(INFORMATION PROVIDED)
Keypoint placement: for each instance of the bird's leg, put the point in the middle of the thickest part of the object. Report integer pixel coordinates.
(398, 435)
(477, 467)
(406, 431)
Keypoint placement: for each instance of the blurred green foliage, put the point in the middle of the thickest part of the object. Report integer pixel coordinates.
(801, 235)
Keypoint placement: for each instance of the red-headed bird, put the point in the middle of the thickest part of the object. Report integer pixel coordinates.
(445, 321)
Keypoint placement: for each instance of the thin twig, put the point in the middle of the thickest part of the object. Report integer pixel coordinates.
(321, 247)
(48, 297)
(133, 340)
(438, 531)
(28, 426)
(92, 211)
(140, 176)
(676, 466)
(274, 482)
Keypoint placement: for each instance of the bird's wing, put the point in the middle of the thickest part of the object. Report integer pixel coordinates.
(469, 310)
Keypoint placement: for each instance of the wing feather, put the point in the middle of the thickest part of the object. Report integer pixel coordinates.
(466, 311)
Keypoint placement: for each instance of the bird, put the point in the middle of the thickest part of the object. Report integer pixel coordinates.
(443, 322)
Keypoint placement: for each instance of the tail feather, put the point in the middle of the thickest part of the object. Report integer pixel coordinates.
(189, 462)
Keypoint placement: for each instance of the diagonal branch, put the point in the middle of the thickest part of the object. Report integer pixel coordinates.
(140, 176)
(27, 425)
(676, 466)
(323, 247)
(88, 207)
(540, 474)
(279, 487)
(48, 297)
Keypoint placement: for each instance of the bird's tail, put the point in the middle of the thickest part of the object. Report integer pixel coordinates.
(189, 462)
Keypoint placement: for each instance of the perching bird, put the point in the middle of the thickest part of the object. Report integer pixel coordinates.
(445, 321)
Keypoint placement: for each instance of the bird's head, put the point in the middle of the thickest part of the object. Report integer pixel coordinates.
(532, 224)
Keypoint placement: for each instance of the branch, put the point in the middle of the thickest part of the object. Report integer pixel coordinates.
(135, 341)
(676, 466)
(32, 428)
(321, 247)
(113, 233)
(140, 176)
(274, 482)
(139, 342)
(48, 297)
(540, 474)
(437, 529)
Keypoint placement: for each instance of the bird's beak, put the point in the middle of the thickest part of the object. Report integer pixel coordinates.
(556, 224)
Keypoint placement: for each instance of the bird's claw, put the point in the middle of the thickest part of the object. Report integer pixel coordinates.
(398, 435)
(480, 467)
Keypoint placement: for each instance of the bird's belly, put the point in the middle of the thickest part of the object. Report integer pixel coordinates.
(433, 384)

(YOUR INSTRUCTIONS) Would you output every line of the listing exactly as given?

(ANSWER FOR THE TASK)
Keypoint placement: for each instance of the bird's leg, put the point in the middle of the thickest part of the object. Report integer pixel coordinates.
(398, 435)
(477, 467)
(406, 431)
Keypoint placement: for each instance of the blurred green foliage, put the point in the middle of the thickest part of the object. Report integer pixel coordinates.
(801, 235)
Keypoint placement: for each instance of the red-headed bird, put the point in the middle of the thickest part of the object. Report integer pixel coordinates.
(445, 321)
Keypoint placement: for each instance of the thin twig, put the point in the middle of the thickest part of the object. Report integer pixel coordinates.
(321, 247)
(48, 297)
(133, 340)
(438, 531)
(28, 426)
(92, 211)
(140, 176)
(676, 466)
(274, 482)
Keypoint placement: for each instance of the bird's wing, put the point in the middle of the thickest part of the object. Report integer pixel coordinates.
(469, 310)
Keypoint placement: for each instance of the wing feather, put the point in the middle of the thickest part of the object. Report integer pixel coordinates.
(466, 311)
Keypoint placement: for each instance of the bird, put the point in the middle of the thickest part of the object. Report integer pixel coordinates.
(443, 322)
Keypoint placement: for each instance of the tail feather, put the point in the middle of the thickest part of the object. Report integer pixel coordinates.
(189, 462)
Keypoint placement: for each instance of the diagonal branch, put the point in the middle of the thickest part of the object. Report integer pixel coordinates.
(140, 176)
(27, 425)
(676, 466)
(323, 247)
(88, 207)
(540, 474)
(279, 487)
(48, 297)
Keypoint placement: for each instance of the bird's tail, put the point in the middle of the thickest part of the object. Report integer pixel coordinates.
(189, 462)
Keypoint placement: for each instance of the perching bird, put the point in the middle of the thickest part of the object. Report integer pixel coordinates.
(445, 321)
Keypoint placement: for each instance of the bird's head, put the point in the middle of the thickest part of the object. Report integer pixel coordinates.
(532, 224)
Keypoint placement: for each instance of the branch, put the point in the middle of the thickest part of the object. Report integer pixel coordinates.
(135, 341)
(676, 466)
(32, 428)
(321, 247)
(113, 233)
(140, 176)
(274, 482)
(139, 342)
(48, 297)
(540, 474)
(437, 529)
Keypoint placement: for each instance of the bird's beak, put the point in the middle of the thickest part of the object. Report integer pixel coordinates.
(556, 224)
Keypoint placement: for each instance of the bird's claw, put the point in the middle of the thickest part of the object. Report integer pixel coordinates.
(398, 435)
(480, 467)
Keypoint placement: for each instance of the bird's belly, put the point in the middle of the thickest part of the object. Report integer pixel coordinates.
(433, 384)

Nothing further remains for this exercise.